*ФРАГМЕНТ ДОКУМЕНТА*:
"""

С 1770-х годов Россия начала привлекать казахов Средней Орды для службы на Иртышской линии в качестве линейных казаков. Обедневших казахов также приглашали селиться в удаленных от границы областях, предлагая им пастбищные угодья в обмен на милицейскую службу. К 1819 году более 12 тысяч казахов переселились в Омскую область, где, взаимодействуя с русскими и украинскими крестьянами, усвоили кое-какие особенности жизненного уклада восточных славян: вместо овец стали разводить крупный рогатый скот, добавили в рацион овощи и супы. Некоторые батрачили на русских крестьян и казаков; были такие, кто обращался в православие. Культурный обмен не был односторонним, как указывает Юрий Маликов. Линейные казаки пользовались русским языком в качестве местного лингва-франка, но (как и члены окружавших их сообществ) говорили также по-казахски; формально православные, они примешивали к своей религии анимизм или склонялись к староверию. Некоторые усваивали казахскую культуру: занимались торговлей, переходили на казахскую пищу (конина, кумыс), разводили овец, носили казахскую одежду, оттачивали соответствующие военные навыки. Заключались смешанные браки; казаки покупали казахских детей в качестве работников, хотя это было противозаконно. В случае конфликтов с казахами казаки прибегали к степным обычаям, вплоть до конца столетия отказываясь обращаться в русские суды.

"""

*УКАЗАНИЕ*: Выведите целиком отрывок о казахах и линейных казаках на Иртышской линии, не меняя в нём ни слова. Приведённые далее строки здесь не используются.

*ИСХОДНЫЕ МАТЕРИАЛЫ*:
"""

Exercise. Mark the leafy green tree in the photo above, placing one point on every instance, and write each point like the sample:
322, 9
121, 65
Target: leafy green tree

"""

*ОТВЕТ НА ЗАДАНИЕ*:
С 1770-х годов Россия начала привлекать казахов Средней Орды для службы на Иртышской линии в качестве линейных казаков. Обедневших казахов также приглашали селиться в удаленных от границы областях, предлагая им пастбищные угодья в обмен на милицейскую службу. К 1819 году более 12 тысяч казахов переселились в Омскую область, где, взаимодействуя с русскими и украинскими крестьянами, усвоили кое-какие особенности жизненного уклада восточных славян: вместо овец стали разводить крупный рогатый скот, добавили в рацион овощи и супы. Некоторые батрачили на русских крестьян и казаков; были такие, кто обращался в православие. Культурный обмен не был односторонним, как указывает Юрий Маликов. Линейные казаки пользовались русским языком в качестве местного лингва-франка, но (как и члены окружавших их сообществ) говорили также по-казахски; формально православные, они примешивали к своей религии анимизм или склонялись к староверию. Некоторые усваивали казахскую культуру: занимались торговлей, переходили на казахскую пищу (конина, кумыс), разводили овец, носили казахскую одежду, оттачивали соответствующие военные навыки. Заключались смешанные браки; казаки покупали казахских детей в качестве работников, хотя это было противозаконно. В случае конфликтов с казахами казаки прибегали к степным обычаям, вплоть до конца столетия отказываясь обращаться в русские суды.